> **SOURCE EXTRACT**:
++++

In which Tenny looks at the perfect way to celebrate the season, without actually setting sail…
It is definitely ‘the most wonderful time of the year’ right now. The presents are wrapped and under the tree, the TV is showing White Christmas, a hot toddy is on the stove, and we’re safely inside out of that bloody incessant wind.
And we have a festive story for you this week, something that rings with the promise of the season and still has the right ocean-going vibe. So gather round the computer, good gentlefolk, and settle back in your armchairs with a glass or mug of something suitable. If you need to go off and get a nice hot cup of cocoa (or something stronger), we’ll wait….
Now, we would like to tell you all about our big Christmas cruise. We would like to, but we can’t. Because, after comparing notes this week, neither of us can hold our hand up to ever having been at sea over the Yuletide period.
We know. Scandalous, isn’t it? How come two esteemed cruise ‘experts’ of multiple years standing (and more than 100 voyages between us) have never put to sea over Christmas?

++++

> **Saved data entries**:
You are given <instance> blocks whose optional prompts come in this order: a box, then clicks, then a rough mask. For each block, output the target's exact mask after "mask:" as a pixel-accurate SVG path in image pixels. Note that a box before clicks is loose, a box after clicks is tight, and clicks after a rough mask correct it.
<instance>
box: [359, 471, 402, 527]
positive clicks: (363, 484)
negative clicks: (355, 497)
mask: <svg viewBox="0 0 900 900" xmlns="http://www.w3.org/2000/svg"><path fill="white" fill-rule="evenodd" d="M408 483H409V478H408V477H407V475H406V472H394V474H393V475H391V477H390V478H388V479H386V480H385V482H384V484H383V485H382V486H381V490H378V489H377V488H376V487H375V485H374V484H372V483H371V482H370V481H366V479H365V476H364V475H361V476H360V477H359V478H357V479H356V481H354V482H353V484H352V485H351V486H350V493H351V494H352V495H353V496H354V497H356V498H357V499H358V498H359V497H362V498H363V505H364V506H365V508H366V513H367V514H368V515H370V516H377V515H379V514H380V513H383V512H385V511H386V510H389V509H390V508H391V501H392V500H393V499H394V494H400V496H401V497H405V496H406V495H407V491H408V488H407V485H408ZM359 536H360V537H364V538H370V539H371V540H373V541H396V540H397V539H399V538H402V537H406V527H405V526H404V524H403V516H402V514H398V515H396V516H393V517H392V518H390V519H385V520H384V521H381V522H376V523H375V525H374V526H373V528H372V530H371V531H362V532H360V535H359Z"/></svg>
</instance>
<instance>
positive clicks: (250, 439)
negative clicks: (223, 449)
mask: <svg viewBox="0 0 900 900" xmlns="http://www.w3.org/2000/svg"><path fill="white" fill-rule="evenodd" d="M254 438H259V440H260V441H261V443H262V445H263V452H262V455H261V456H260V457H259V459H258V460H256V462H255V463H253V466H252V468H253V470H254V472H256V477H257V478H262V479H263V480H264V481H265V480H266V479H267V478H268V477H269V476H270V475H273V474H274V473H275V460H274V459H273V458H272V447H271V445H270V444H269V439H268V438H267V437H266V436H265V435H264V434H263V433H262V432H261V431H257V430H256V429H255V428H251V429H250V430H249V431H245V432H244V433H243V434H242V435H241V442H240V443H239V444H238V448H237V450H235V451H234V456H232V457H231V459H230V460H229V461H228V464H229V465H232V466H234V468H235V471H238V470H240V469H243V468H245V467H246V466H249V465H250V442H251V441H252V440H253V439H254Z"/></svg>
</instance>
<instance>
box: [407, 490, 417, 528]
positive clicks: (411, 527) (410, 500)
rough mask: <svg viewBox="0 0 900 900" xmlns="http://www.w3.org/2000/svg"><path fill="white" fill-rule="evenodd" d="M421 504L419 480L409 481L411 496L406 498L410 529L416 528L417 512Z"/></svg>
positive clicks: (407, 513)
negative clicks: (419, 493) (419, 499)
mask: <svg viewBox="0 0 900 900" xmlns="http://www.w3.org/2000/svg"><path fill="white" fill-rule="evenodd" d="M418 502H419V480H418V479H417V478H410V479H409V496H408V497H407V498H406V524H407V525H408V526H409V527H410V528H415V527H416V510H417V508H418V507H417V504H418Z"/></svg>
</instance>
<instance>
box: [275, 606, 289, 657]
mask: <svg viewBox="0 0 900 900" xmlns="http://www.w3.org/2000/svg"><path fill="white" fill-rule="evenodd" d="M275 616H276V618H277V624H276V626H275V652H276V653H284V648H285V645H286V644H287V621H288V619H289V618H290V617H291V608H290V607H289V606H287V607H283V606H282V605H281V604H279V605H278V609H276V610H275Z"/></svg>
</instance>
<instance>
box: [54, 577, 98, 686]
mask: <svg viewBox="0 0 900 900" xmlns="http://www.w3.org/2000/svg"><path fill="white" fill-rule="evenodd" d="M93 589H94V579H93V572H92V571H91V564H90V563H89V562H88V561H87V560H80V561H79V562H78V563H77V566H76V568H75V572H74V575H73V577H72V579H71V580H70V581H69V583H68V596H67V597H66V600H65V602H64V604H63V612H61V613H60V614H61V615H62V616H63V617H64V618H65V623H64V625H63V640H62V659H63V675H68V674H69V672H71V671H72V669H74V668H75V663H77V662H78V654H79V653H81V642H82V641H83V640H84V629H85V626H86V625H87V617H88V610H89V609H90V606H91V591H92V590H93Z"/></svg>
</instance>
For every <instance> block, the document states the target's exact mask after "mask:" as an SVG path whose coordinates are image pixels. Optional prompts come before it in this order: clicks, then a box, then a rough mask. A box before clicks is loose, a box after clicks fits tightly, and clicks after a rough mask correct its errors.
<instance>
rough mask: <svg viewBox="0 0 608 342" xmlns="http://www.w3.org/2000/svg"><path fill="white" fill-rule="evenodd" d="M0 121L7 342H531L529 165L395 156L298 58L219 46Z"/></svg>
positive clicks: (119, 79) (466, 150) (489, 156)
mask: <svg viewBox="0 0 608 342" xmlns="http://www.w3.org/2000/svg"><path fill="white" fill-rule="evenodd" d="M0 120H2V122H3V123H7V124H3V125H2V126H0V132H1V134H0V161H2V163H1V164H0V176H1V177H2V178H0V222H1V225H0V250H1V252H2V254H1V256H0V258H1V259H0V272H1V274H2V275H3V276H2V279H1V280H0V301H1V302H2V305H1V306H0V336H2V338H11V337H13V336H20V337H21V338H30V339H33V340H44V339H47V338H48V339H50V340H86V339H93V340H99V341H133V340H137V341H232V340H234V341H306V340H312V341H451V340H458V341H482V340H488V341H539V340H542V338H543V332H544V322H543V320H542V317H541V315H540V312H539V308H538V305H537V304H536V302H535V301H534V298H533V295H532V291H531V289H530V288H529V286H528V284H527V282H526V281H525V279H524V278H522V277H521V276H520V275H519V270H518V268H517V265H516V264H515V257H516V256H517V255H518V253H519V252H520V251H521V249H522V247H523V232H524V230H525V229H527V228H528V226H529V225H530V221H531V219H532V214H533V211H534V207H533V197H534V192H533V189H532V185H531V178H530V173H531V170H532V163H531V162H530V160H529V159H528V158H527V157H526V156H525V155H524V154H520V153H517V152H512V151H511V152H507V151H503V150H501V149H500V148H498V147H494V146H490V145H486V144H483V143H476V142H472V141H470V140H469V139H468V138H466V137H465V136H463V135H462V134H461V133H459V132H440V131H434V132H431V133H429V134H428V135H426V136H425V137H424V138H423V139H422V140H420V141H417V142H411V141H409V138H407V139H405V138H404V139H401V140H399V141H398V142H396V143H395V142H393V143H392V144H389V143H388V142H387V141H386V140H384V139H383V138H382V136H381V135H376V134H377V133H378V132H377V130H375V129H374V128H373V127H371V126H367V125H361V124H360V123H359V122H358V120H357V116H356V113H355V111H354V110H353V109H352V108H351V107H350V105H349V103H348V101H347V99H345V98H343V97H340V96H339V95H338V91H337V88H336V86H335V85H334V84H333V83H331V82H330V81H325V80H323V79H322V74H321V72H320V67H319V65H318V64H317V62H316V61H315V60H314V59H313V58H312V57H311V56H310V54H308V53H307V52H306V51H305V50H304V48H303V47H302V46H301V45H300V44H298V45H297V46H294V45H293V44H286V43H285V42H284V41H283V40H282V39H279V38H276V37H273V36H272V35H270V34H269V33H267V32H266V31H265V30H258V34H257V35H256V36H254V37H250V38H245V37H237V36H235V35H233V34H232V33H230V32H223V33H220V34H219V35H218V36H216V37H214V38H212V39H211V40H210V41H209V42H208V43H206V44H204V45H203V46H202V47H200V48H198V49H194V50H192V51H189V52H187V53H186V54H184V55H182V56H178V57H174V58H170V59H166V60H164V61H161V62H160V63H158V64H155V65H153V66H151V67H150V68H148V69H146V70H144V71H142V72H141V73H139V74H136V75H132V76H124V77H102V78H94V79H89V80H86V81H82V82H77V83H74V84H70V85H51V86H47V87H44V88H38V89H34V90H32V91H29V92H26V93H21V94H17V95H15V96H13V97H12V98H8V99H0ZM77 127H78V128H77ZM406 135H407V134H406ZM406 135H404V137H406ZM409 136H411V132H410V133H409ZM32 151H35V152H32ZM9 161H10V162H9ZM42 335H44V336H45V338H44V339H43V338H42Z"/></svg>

++++

> **USING THE INFORMATION**:
a - According to the Christmas cruise piece, how many voyages do the two writers have between them?
b - Transcribe the saved data entries from their first line up to and including the line with "negative clicks: (355, 497)".

> **RESPONSES BY ITEM NUMBER**:
a - More than 100 voyages.

b -
You are given <instance> blocks whose optional prompts come in this order: a box, then clicks, then a rough mask. For each block, output the target's exact mask after "mask:" as a pixel-accurate SVG path in image pixels. Note that a box before clicks is loose, a box after clicks is tight, and clicks after a rough mask correct it.
<instance>
box: [359, 471, 402, 527]
positive clicks: (363, 484)
negative clicks: (355, 497)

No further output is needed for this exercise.